::: RAW DATA

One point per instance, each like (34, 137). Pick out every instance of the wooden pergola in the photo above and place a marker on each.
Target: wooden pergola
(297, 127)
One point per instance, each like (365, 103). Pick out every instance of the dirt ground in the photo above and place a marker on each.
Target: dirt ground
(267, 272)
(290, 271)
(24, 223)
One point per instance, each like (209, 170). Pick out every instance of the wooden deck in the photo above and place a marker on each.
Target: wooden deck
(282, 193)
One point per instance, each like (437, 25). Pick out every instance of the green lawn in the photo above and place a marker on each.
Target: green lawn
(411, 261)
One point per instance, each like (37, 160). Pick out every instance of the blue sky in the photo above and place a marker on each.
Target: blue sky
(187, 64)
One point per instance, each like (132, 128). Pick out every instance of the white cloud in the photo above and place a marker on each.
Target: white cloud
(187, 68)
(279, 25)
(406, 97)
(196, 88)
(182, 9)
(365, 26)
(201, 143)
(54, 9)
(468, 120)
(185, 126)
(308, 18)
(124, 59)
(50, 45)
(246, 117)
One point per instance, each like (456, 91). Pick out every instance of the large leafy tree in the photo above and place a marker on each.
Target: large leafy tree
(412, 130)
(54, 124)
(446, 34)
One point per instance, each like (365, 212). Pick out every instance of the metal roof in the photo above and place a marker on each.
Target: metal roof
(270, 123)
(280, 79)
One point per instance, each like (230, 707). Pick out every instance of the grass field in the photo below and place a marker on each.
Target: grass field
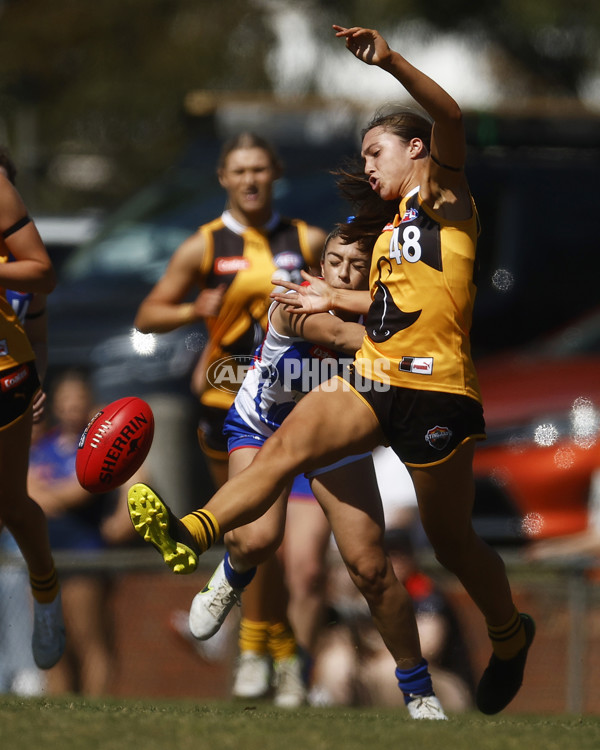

::::::

# REQUIRED WORK
Reproduce every one of the rows above word for word, leaving out the pictures.

# EXERCISE SOLUTION
One point per instance, each like (34, 137). Pick out every instance of the wooden pergola in the photo above and place a marker on each.
Target: wooden pergola
(297, 127)
One point per instance, each like (365, 103). Pick out every instance of the dirt ground in the photo above and place a marker on each.
Target: dirt ground
(267, 272)
(290, 271)
(24, 223)
One point per instance, each like (209, 170). Pick out every instance of the wooden deck in the photo above and place a marker on each.
Target: wooden deck
(282, 193)
One point per instance, each like (437, 25). Pick out every instance of the green lawn in the photo above and place a marker on each.
Target: green lawn
(411, 261)
One point per instance, each like (37, 160). Pick out every instance of the blue sky in the photo above and place a marker on each.
Target: blue sky
(187, 64)
One point per instance, each like (132, 128). Pick out every instance of the white cloud in the photo above and place a marker on each.
Target: white cloud
(187, 68)
(279, 25)
(406, 97)
(196, 88)
(182, 9)
(365, 26)
(201, 143)
(54, 9)
(468, 120)
(185, 126)
(308, 18)
(124, 59)
(50, 45)
(246, 117)
One point per instance, each like (456, 91). Pick out every instance of the large leafy tree in the photo above and place a marker on each.
Target: large leafy tree
(412, 130)
(54, 124)
(446, 34)
One point per instance, each like (365, 212). Pick out every instance of the metal roof in the photo above and place a marker on each.
Target: metal roof
(270, 123)
(280, 79)
One point per instance, each like (230, 707). Pick out every instance of the grass field in the photo below and place a marker on each.
Target: grass field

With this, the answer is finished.